--- BEGIN ---

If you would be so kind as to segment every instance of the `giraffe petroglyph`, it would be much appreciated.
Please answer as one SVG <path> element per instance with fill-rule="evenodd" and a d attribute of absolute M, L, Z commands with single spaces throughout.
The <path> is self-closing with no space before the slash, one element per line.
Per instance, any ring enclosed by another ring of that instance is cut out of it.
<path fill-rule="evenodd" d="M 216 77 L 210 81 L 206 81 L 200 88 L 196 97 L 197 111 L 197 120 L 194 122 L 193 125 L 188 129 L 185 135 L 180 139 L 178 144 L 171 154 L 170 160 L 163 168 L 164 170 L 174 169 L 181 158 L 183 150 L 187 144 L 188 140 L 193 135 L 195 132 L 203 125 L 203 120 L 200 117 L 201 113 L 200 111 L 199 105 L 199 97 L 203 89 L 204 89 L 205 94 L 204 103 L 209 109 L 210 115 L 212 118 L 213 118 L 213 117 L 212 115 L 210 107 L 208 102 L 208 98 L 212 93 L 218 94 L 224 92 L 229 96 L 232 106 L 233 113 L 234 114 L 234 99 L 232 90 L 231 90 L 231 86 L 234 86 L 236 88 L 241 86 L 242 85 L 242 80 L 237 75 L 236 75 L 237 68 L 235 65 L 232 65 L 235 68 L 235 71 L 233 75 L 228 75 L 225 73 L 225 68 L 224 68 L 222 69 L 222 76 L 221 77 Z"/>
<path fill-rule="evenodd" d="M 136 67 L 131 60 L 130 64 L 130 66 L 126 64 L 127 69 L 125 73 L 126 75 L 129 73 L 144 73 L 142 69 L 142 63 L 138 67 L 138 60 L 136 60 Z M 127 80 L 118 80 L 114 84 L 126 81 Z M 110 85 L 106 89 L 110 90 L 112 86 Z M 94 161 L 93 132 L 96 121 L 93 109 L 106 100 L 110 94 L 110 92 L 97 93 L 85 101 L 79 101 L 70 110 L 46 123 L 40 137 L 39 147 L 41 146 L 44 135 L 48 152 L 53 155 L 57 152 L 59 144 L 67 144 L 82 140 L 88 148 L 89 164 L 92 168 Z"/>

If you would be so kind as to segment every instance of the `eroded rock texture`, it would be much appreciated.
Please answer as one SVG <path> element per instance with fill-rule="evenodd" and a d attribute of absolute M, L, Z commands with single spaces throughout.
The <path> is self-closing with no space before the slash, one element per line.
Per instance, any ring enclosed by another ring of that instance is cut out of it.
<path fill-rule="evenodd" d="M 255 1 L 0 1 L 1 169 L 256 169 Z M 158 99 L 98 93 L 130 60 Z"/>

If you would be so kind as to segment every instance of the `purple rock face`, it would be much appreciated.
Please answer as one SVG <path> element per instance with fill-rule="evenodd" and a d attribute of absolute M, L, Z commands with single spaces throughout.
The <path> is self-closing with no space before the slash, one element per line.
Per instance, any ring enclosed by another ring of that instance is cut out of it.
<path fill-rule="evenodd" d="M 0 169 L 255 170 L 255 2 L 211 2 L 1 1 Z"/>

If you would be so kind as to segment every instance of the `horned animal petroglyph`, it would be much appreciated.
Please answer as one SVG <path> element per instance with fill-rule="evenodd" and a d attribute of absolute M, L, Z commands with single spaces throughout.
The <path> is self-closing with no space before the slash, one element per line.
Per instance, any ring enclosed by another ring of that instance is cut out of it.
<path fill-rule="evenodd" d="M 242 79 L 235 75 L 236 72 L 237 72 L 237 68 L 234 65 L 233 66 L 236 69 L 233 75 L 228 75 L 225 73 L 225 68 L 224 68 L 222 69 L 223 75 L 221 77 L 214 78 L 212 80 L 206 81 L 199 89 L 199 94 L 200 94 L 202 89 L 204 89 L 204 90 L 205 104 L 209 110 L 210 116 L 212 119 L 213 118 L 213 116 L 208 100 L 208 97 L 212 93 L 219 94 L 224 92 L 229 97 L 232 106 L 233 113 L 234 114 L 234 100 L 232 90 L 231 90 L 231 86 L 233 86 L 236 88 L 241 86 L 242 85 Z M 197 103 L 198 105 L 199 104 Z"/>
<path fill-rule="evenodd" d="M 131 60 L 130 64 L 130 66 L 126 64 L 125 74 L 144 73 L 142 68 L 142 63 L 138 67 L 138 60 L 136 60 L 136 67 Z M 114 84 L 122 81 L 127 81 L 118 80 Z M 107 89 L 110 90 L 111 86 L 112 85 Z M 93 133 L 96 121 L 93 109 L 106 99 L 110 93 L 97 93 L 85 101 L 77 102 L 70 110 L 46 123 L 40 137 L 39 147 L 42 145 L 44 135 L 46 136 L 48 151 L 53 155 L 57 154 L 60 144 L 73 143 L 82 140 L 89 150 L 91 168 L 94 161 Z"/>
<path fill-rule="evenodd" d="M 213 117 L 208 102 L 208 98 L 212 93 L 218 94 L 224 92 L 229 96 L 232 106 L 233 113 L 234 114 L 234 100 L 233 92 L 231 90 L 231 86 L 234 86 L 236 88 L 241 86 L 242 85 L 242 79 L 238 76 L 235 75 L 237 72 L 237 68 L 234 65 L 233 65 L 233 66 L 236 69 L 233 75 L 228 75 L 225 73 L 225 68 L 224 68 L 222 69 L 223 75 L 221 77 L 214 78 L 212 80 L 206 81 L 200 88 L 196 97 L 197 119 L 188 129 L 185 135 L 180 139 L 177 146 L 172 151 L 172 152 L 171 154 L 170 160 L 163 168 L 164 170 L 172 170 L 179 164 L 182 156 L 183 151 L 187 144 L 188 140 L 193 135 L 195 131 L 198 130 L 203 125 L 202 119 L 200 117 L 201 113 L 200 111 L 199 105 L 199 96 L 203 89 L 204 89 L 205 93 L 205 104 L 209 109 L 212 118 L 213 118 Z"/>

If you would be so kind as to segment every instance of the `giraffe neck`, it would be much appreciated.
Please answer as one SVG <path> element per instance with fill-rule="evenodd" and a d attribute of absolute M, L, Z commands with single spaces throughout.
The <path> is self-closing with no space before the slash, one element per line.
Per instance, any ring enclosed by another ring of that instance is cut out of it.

--- END ---

Written task:
Reproduce the stretch from the start of the entries through the line containing "216 77 L 210", substituting "animal carving" for "giraffe petroglyph" and leaving everything else as it is.

Solution for this problem:
If you would be so kind as to segment every instance of the `animal carving`, it would be much appreciated.
Please answer as one SVG <path> element per instance with fill-rule="evenodd" and a d attribute of absolute M, L, Z commands with single spaces throughout.
The <path> is self-closing with no space before the slash, one element per line.
Per instance, any ring enclosed by another ring of that instance is cut out of it.
<path fill-rule="evenodd" d="M 216 77 L 210 81 L 206 81 L 200 88 L 196 97 L 197 111 L 197 120 L 194 122 L 193 125 L 188 129 L 185 135 L 180 139 L 178 144 L 171 154 L 170 160 L 163 168 L 164 170 L 174 169 L 181 158 L 183 150 L 187 144 L 188 140 L 193 135 L 195 132 L 203 125 L 203 120 L 200 117 L 201 113 L 200 111 L 199 105 L 199 97 L 203 89 L 204 89 L 205 94 L 204 103 L 209 109 L 210 115 L 212 118 L 213 118 L 213 117 L 212 115 L 210 107 L 208 102 L 208 98 L 212 93 L 218 94 L 224 92 L 229 96 L 232 106 L 233 113 L 234 114 L 234 99 L 232 90 L 231 90 L 231 86 L 234 86 L 236 88 L 241 86 L 242 85 L 242 80 L 237 75 L 236 75 L 237 68 L 235 65 L 232 65 L 235 68 L 235 71 L 233 75 L 228 75 L 225 73 L 225 68 L 224 68 L 222 69 L 222 76 L 221 77 Z"/>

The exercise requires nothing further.